- About this task
What's wanted is the full listing, reproduced exactly.

- The data
┄┄┄┄┄┄┄┄┄┄┄┄┄┄┄┄┄┄┄┄

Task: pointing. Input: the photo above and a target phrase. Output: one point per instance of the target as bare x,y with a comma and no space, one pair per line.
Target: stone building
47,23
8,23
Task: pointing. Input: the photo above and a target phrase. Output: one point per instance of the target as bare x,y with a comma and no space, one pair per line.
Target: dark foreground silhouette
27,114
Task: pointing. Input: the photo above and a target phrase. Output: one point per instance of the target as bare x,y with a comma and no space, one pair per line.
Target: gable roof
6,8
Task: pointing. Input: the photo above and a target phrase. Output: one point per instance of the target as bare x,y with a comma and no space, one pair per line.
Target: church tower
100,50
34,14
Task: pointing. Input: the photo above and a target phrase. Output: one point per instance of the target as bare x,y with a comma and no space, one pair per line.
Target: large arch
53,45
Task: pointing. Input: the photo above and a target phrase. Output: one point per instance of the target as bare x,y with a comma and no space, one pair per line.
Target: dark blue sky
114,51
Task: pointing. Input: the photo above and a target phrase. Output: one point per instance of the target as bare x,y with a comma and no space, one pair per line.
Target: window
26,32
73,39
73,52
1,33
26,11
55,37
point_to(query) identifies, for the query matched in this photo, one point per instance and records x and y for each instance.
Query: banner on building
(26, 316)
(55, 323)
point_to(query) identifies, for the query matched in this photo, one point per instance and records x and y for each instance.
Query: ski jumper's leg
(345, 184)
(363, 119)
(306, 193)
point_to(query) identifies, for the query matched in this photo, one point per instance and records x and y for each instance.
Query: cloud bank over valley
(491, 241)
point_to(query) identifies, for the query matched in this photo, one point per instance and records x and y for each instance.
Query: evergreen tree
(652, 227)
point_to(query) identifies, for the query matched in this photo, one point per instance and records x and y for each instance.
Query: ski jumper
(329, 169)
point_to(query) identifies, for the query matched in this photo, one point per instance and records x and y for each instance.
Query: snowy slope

┄┄┄┄┄┄┄┄┄┄┄┄┄┄┄┄┄┄┄┄

- Answer to this exercise
Task: pointing. Input: the photo above and a target phrase. Output: one point per instance of the target as bare x,y with a comma and no space, one pair per line.
Target: stone building
47,23
8,23
Task: pointing. Input: the photo above and a target phrase. Output: one point per instance of the target as bare x,y with a comma and no space, one pair per line.
Target: dark foreground silhouette
27,114
Task: pointing. Input: the photo above and a target phrase. Output: one point per instance of the target as bare x,y with a comma and no space, one pair per line.
Target: gable roof
6,8
Task: pointing. Input: the photo above and a target phrase. Output: one point per instance of the target as bare x,y with a comma and no space, one pair per line.
Target: church tower
100,50
34,14
Task: pointing. Input: the photo above and a target phrase. Output: one point per instance of the target as bare x,y with a comma and no space, one pair per line.
Target: large arch
53,45
Task: pointing. Input: the photo above and a target phrase. Output: one point per instance of the target as bare x,y with a comma and no space, one pair per line.
Target: dark blue sky
114,51
Task: pointing. Input: the photo above and a target phrase. Output: one point per instance of the target as bare x,y with a comma and no space, one pair per line.
Target: window
26,32
73,39
73,52
1,33
26,11
55,37
point_to(query) identifies, for the query matched in this photo, one point per instance and records x and y for each instance.
Query: banner on building
(26, 316)
(55, 323)
point_to(query) identifies, for the query matched in this photo, one point per instance and records x and y for each instance.
Query: ski jumper's leg
(345, 184)
(363, 119)
(306, 193)
point_to(query) identifies, for the query matched in this photo, one point per instance and records x and y for each instance.
Query: cloud bank over valley
(491, 241)
point_to(query) identifies, for the query matched in this photo, one point per instance and records x and y for each instance.
Query: evergreen tree
(652, 227)
point_to(query) identifies, for the query matched in this photo, one point per instance and records x and y for each instance.
Query: ski jumper
(329, 169)
point_to(query) identifies, for the query matched in this photo, one point per instance and records x and y for each instance.
Query: snowy slope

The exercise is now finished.